*Set problem*: The data below is to be returned in full and exactly.

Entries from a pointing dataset
━━━━
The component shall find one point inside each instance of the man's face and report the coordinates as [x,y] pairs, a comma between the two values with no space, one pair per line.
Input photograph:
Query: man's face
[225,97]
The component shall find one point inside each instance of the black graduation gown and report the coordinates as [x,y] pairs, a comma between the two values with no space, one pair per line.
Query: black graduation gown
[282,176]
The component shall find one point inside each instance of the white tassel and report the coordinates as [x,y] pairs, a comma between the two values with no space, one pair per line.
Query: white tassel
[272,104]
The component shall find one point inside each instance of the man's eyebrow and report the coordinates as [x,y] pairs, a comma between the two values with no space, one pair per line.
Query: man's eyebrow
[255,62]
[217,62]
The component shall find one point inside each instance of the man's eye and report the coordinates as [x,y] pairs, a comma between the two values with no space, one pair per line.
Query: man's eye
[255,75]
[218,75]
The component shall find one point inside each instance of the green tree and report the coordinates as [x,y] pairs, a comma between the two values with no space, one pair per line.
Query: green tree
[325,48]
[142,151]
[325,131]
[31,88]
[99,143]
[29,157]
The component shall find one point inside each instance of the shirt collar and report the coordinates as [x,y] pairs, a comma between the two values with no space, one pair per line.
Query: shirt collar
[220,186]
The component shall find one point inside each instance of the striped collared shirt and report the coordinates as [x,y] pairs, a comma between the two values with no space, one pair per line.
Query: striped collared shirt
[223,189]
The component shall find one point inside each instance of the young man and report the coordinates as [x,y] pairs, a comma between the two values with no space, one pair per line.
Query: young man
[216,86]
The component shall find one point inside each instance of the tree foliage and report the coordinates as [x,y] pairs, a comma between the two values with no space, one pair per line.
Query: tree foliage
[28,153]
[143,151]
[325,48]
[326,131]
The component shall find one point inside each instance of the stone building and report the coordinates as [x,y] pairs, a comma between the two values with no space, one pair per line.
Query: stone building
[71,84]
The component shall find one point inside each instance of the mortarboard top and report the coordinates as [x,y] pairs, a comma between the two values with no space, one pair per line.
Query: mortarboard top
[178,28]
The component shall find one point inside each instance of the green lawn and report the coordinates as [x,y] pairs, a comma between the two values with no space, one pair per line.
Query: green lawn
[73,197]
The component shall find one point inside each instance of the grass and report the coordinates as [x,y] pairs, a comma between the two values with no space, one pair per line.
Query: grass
━━━━
*Result of the task*:
The component shall find one point inside each instance of the man's face and report the coordinates as [x,y] pairs, a comma between the two values with no space, one pair per line.
Input photograph:
Query: man's face
[225,97]
The component shall find one point inside each instance of the black graduation gown and report the coordinates as [x,y] pairs, a comma between the two values with no space, one pair per line.
Query: black graduation gown
[282,176]
The component shall find one point inside each instance of the white tassel and report the coordinates as [x,y] pairs, a comma between the two values with no space, one pair per line.
Query: white tassel
[272,104]
The component shall find one point inside each instance of the man's eyebrow and report the coordinates as [x,y] pairs, a comma between the two values with no space, one pair per line.
Query: man's eyebrow
[255,62]
[217,62]
The component shall find one point inside each instance of the man's eye and report the coordinates as [x,y] pairs, a comma between the two values with no space, one pair per line.
Query: man's eye
[255,75]
[218,75]
The component shall find one point inside each instance of the green tree and report the coordinates as [x,y] pairs, a comma between the two values with no space, one pair per line.
Query: green tree
[325,48]
[142,151]
[325,131]
[31,88]
[99,143]
[29,157]
The component shall find one point inside each instance of the shirt collar and report the coordinates as [x,y] pairs, a comma between the two values with no space, one pair per line.
Query: shirt collar
[220,186]
The component shall find one point inside each instance of the striped collared shirt and report the coordinates as [x,y] pairs, a comma between the two values with no space, one pair per line.
Query: striped collared shirt
[223,189]
The component shall find one point inside each instance of the young man and report the coordinates as [x,y] pairs, a comma between the two values with no space, one pair per line.
Query: young man
[216,86]
The component shall find one point inside each instance of the tree foliage and report the coordinates as [x,y] pairs, a comma between the two values with no space, one pair per line.
Query: tree foliage
[28,153]
[143,151]
[325,48]
[326,131]
The component shall find one point inside each instance of the stone building and report the coordinates as [x,y] pairs, a comma between the two values with no space, one pair per line.
Query: stone building
[71,84]
The component shall find one point inside each instance of the mortarboard top and report the coordinates as [x,y] pairs, a comma between the two values with no space, one pair per line.
Query: mortarboard top
[178,28]
The component shall find one point inside each instance of the green lawn and report the coordinates as [x,y] pairs, a comma between the two values with no space, one pair per line.
Query: green lawn
[73,197]
The component shall find one point inside each instance of the grass and report the coordinates as [x,y] pairs, a comma between the two values with no space, one pair per line.
Query: grass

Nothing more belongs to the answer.